[Begin SOURCE DATA]

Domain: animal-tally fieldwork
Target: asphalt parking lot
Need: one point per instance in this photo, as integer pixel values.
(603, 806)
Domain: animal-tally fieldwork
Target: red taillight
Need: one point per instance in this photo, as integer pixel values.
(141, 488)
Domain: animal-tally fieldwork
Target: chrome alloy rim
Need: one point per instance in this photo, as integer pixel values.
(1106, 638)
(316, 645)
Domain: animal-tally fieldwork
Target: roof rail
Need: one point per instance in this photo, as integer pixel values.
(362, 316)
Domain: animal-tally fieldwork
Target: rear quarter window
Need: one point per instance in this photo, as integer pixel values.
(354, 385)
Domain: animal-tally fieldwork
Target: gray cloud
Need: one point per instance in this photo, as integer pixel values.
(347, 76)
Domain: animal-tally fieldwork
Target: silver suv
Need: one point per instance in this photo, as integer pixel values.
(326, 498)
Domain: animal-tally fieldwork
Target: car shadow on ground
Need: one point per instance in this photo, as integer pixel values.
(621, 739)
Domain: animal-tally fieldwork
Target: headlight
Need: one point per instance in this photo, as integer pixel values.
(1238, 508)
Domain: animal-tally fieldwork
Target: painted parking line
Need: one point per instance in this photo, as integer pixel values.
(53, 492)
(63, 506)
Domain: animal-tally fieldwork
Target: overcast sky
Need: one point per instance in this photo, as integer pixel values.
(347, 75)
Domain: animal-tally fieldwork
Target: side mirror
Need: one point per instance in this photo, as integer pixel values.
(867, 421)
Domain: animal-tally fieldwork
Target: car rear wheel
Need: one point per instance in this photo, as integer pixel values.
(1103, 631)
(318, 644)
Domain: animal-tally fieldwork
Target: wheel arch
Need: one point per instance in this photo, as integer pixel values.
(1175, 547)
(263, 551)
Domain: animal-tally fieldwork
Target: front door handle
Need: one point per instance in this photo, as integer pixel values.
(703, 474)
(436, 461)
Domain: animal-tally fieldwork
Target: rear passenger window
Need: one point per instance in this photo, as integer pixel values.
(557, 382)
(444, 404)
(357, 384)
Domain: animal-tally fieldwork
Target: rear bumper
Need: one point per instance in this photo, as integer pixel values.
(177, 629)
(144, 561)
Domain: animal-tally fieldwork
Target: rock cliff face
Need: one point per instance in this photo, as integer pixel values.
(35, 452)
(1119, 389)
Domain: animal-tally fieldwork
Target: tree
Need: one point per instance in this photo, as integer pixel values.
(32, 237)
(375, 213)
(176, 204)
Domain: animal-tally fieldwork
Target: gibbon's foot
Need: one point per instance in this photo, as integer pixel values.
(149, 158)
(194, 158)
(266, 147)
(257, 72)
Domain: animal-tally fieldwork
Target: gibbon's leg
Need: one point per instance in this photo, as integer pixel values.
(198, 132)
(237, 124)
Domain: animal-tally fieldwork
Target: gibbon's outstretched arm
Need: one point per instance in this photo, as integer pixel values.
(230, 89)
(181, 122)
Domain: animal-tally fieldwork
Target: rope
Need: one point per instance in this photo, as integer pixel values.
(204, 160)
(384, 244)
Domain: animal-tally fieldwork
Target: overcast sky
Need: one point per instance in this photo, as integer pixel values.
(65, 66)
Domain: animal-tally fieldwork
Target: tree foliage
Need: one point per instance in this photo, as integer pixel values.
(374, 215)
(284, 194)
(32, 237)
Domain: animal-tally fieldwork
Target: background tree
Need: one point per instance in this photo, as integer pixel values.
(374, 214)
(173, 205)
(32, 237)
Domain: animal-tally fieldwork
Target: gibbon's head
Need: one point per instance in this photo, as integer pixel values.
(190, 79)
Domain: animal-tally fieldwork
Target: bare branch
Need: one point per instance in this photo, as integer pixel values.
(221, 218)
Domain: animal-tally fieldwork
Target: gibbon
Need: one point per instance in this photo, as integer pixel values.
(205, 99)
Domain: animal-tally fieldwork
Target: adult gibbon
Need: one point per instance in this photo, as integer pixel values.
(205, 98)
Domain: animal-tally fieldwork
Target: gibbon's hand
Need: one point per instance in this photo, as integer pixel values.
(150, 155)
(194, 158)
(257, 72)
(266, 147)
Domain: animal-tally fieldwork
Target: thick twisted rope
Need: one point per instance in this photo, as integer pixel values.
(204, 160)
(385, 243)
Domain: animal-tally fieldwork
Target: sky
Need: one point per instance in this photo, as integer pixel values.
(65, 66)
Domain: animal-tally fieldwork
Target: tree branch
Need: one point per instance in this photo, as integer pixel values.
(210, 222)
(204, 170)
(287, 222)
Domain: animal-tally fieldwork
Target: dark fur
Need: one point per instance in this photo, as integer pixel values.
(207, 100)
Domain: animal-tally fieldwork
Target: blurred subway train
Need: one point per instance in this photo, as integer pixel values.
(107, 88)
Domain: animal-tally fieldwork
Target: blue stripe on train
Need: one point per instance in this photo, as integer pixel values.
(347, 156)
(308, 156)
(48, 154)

[End SOURCE DATA]

TASK GOAL:
Output every entry shown above, exactly.

ANSWER FOR THE TASK:
Domain: animal-tally fieldwork
Target: asphalt parking lot
Need: one point per instance in this photo, as integer pixel values.
(603, 806)
Domain: animal-tally fieldwork
Target: red taillight
Need: one point per instance in this photo, as integer pixel values.
(141, 488)
Domain: animal-tally fieldwork
Target: chrome alloy rim
Need: one point per instance in this photo, as integer pixel values.
(1106, 638)
(316, 645)
Domain: animal-tally fieldwork
Target: roof rail
Need: one point per instance in this photo, as integer pixel values.
(362, 316)
Domain: animal-tally fieldwork
Target: rear quarter window
Need: one point per instance in this photo, as integer pixel values.
(354, 385)
Domain: animal-tally fieldwork
Target: gray cloud
Need: one point per instance in this photo, as integer pixel values.
(347, 76)
Domain: animal-tally fieldwork
Target: silver suv
Need: one point per instance in this photo, as integer pixel values.
(326, 498)
Domain: animal-tally fieldwork
Target: car shadow on ground
Need: one point per instance in this photo, as integer pixel values.
(621, 739)
Domain: animal-tally fieldwork
Target: headlight
Need: one point per instance in this photo, as integer pixel values.
(1238, 508)
Domain: animal-tally fieldwork
Target: painted parking line
Need: one point per instance in this photo, as integer pixel values.
(53, 492)
(63, 506)
Domain: animal-tally fieldwork
Target: overcast sky
Need: one point per instance in this photo, as integer pixel values.
(347, 75)
Domain: animal-tally fieldwork
Target: side mirror
Need: one point per instance in this photo, as integer pixel values.
(867, 421)
Domain: animal-tally fieldwork
Target: car rear wheel
Need: one point per instance in this photo, as integer pixel values.
(1103, 631)
(318, 644)
Domain: animal-tally fieldwork
Target: wheel arch
Need: one point per instance in this photo, as integer pixel values.
(1175, 547)
(263, 551)
Domain: animal-tally fieldwork
Target: front door handle
Need: one point per instance in this photo, as integer pixel values.
(703, 474)
(436, 461)
Domain: animal-tally fieldwork
Target: rear passenger window
Need: one point per instance in this photo, as integer pixel values.
(557, 382)
(444, 404)
(357, 384)
Domain: animal-tally fieldwork
Target: rear bumper
Need: one point per instance in this photo, as integer pixel values.
(177, 629)
(144, 561)
Domain: animal-tally fieldwork
Target: rock cliff face
Need: one point per instance in this photo, as integer pixel values.
(35, 452)
(1119, 389)
Domain: animal-tally fieldwork
Target: tree
Need: one point per instance in this photo, as integer pixel values.
(32, 237)
(375, 213)
(176, 204)
Domain: animal-tally fieldwork
Target: gibbon's foot
Need: one point per instance in this photo, as integer pixel values.
(149, 158)
(194, 158)
(266, 147)
(257, 72)
Domain: animal-tally fieldwork
Target: gibbon's leg
Need: one point per instance in this photo, as integer pixel values.
(198, 132)
(237, 124)
Domain: animal-tally fieldwork
Target: gibbon's outstretched arm
Need: one point per instance in this photo, as integer pixel values.
(230, 89)
(181, 122)
Domain: animal-tally fieldwork
Target: rope
Need: one point per instance in this photo, as integer pixel values.
(204, 160)
(384, 244)
Domain: animal-tally fieldwork
Target: overcast sky
Need: one point per instance in this photo, as integer pixel values.
(65, 66)
Domain: animal-tally fieldwork
Target: tree foliage
Need: one point per instance in this photo, as integer pixel values.
(374, 215)
(284, 194)
(32, 237)
Domain: animal-tally fieldwork
Target: background tree
Need: one point per instance in this photo, as integer pixel values.
(374, 214)
(173, 205)
(32, 237)
Domain: animal-tally fieldwork
Target: gibbon's head
Need: one point per instance in this photo, as integer pixel values.
(190, 79)
Domain: animal-tally fieldwork
Target: bare branch
Need: one point per instance in this photo, as integer pixel values.
(221, 218)
Domain: animal-tally fieldwork
Target: gibbon
Need: one point per instance in this photo, as integer pixel values.
(205, 99)
Domain: animal-tally fieldwork
Target: adult gibbon
Need: one point per instance in this photo, as integer pixel values.
(205, 98)
Domain: animal-tally fieldwork
Target: gibbon's hand
Need: one point per instance in this photo, as integer pixel values.
(150, 155)
(194, 158)
(257, 72)
(266, 147)
Domain: animal-tally fieldwork
Target: thick twisted rope
Need: one point per instance in this photo, as integer pixel values.
(204, 160)
(385, 243)
Domain: animal-tally fieldwork
Target: sky
Need: one point per instance in this photo, as integer pixel values.
(65, 66)
Domain: animal-tally fieldwork
Target: tree branch
Need: one point per instance in this photo, as integer pixel values.
(210, 222)
(204, 170)
(287, 222)
Domain: animal-tally fieldwork
Target: dark fur
Need: one point per instance in this photo, as integer pixel values.
(207, 100)
Domain: animal-tally fieldwork
Target: blurred subway train
Need: one point per instance in this photo, as integer pixel values.
(107, 88)
Domain: animal-tally fieldwork
Target: blue stripe on train
Need: one point per instance in this photo, as integer pixel values.
(347, 156)
(308, 156)
(48, 154)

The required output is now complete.